Другой интересный аспект повести — недовоплощенность героя. Но снова слабо намеченный и психологически не разработанный. Потому приходится только догадываться, какие корни у этой недовоплощенности, почему, будучи мальчиком, герой думал, что родители хотят его смерти, почему он чувствовал себя в родительском доме лишним?
И вот здесь я подошла к третьему узлу повести (тоже только намеченному или слишком робко прописанному) — к вечной проблеме русской литературы — проблеме «лишнего человека». Герой принадлежит к «потерянному поколению», которое еще называют в народе «жертвами перестройки», формирование его пришлось на 80-е годы, а девяностые похоронили все идеалы прошлого. Но в этом поколении далеко не все «лишние люди», поэтому проблему из социальной (что было бы заманчиво для актуального анализа) переносим опять же в план художественно-психологический: герой «лишний» не в силу социальных причин, а в силу лично-семейных.

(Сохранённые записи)
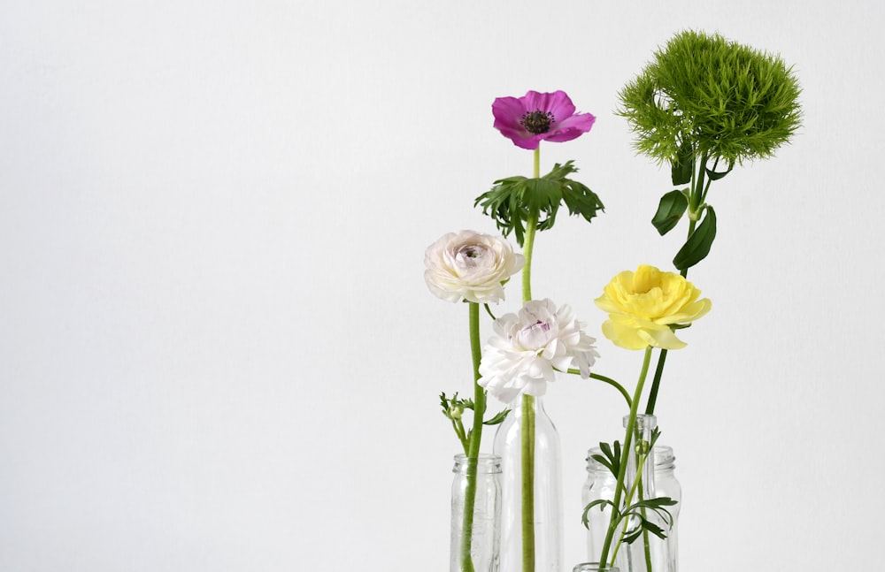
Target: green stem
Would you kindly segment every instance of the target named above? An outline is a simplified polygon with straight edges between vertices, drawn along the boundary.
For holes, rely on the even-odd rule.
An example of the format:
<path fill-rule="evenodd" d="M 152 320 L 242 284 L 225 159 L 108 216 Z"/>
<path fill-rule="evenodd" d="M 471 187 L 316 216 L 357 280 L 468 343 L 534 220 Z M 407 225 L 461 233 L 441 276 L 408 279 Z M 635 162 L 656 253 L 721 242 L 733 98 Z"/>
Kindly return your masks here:
<path fill-rule="evenodd" d="M 631 450 L 633 444 L 633 431 L 636 425 L 636 414 L 639 409 L 639 399 L 643 394 L 643 386 L 645 385 L 645 378 L 649 373 L 649 363 L 651 362 L 651 347 L 645 348 L 645 355 L 643 358 L 643 369 L 639 373 L 639 381 L 636 383 L 636 390 L 633 394 L 633 404 L 630 406 L 630 416 L 627 423 L 627 431 L 624 435 L 624 446 L 621 449 L 620 468 L 618 470 L 618 484 L 614 490 L 614 500 L 612 509 L 612 517 L 609 520 L 608 530 L 605 531 L 605 540 L 603 542 L 603 552 L 599 557 L 600 562 L 608 561 L 609 551 L 612 549 L 612 541 L 614 538 L 615 530 L 618 528 L 619 515 L 620 511 L 620 500 L 624 492 L 624 481 L 627 478 L 627 458 L 626 455 Z M 616 548 L 617 551 L 617 548 Z M 617 553 L 617 552 L 616 552 Z M 614 557 L 612 558 L 611 566 L 614 566 Z"/>
<path fill-rule="evenodd" d="M 522 570 L 535 572 L 535 398 L 522 396 Z"/>
<path fill-rule="evenodd" d="M 694 169 L 691 171 L 691 192 L 689 194 L 689 237 L 690 237 L 691 233 L 695 232 L 695 226 L 697 225 L 697 221 L 695 220 L 697 209 L 704 203 L 704 199 L 707 194 L 707 191 L 710 189 L 710 183 L 712 182 L 712 179 L 711 179 L 706 181 L 706 186 L 704 184 L 707 165 L 707 155 L 705 153 L 701 156 L 699 163 L 700 164 L 697 166 L 696 174 Z M 714 164 L 714 169 L 715 166 L 716 165 Z M 680 274 L 682 278 L 688 278 L 689 269 L 683 269 Z M 658 390 L 661 385 L 661 377 L 664 374 L 664 362 L 666 361 L 666 350 L 661 349 L 660 355 L 658 356 L 658 366 L 655 368 L 655 378 L 651 382 L 651 390 L 649 392 L 649 402 L 645 407 L 645 415 L 654 415 L 655 405 L 658 402 Z"/>
<path fill-rule="evenodd" d="M 572 368 L 569 368 L 566 370 L 566 373 L 572 373 L 572 374 L 578 375 L 578 376 L 581 375 L 581 371 L 579 371 L 578 370 L 572 369 Z M 627 409 L 629 409 L 630 406 L 633 405 L 633 400 L 630 399 L 630 394 L 627 392 L 626 389 L 624 389 L 623 385 L 621 385 L 620 384 L 619 384 L 617 381 L 615 381 L 612 378 L 606 378 L 605 376 L 601 376 L 598 373 L 590 373 L 590 378 L 592 378 L 593 379 L 598 379 L 599 381 L 604 382 L 604 383 L 608 384 L 609 385 L 612 385 L 612 387 L 614 387 L 615 389 L 617 389 L 619 392 L 620 392 L 620 394 L 624 397 L 624 400 L 627 401 Z"/>
<path fill-rule="evenodd" d="M 541 145 L 535 149 L 533 172 L 541 177 Z M 522 303 L 532 299 L 532 255 L 535 251 L 535 233 L 538 226 L 538 210 L 532 208 L 526 221 L 526 237 L 522 255 Z M 522 396 L 522 570 L 535 572 L 535 398 Z"/>
<path fill-rule="evenodd" d="M 541 177 L 541 145 L 535 149 L 534 177 Z M 532 299 L 532 255 L 535 252 L 535 233 L 538 228 L 538 210 L 535 207 L 528 211 L 526 220 L 526 237 L 523 240 L 522 255 L 526 258 L 526 265 L 522 267 L 522 302 Z"/>
<path fill-rule="evenodd" d="M 470 354 L 473 362 L 473 427 L 467 439 L 467 475 L 464 492 L 464 530 L 461 534 L 461 569 L 473 572 L 471 549 L 473 539 L 473 507 L 476 504 L 476 475 L 482 439 L 482 416 L 486 411 L 486 392 L 477 382 L 480 378 L 480 305 L 470 302 Z"/>
<path fill-rule="evenodd" d="M 661 385 L 661 376 L 664 375 L 664 362 L 666 361 L 666 350 L 661 349 L 658 355 L 658 367 L 655 368 L 655 378 L 651 382 L 651 391 L 649 392 L 649 402 L 645 406 L 645 415 L 655 413 L 655 404 L 658 402 L 658 387 Z"/>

▶ [УСЛОВИЕ ЗАДАЧИ]: На какие годы пришлось формирование героя, согласно исходному тексту? Записи никак не связаны с исходным текстом.

▶ [ГОТОВОЕ РЕШЕНИЕ]: На 80-е годы.